AIM — Rewrite the rows below with every "white cloud" renamed to "pale cloud", leaving all else unchanged.

(Items from a data source)
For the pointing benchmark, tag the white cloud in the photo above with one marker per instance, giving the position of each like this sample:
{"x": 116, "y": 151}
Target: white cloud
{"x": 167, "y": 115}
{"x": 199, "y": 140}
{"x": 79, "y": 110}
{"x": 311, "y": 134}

WORKED ANSWER —
For the pointing benchmark, tag the pale cloud in the photo above with one marker per instance, giving the position of each like this sample:
{"x": 116, "y": 151}
Target: pale cloud
{"x": 167, "y": 115}
{"x": 199, "y": 140}
{"x": 79, "y": 110}
{"x": 311, "y": 134}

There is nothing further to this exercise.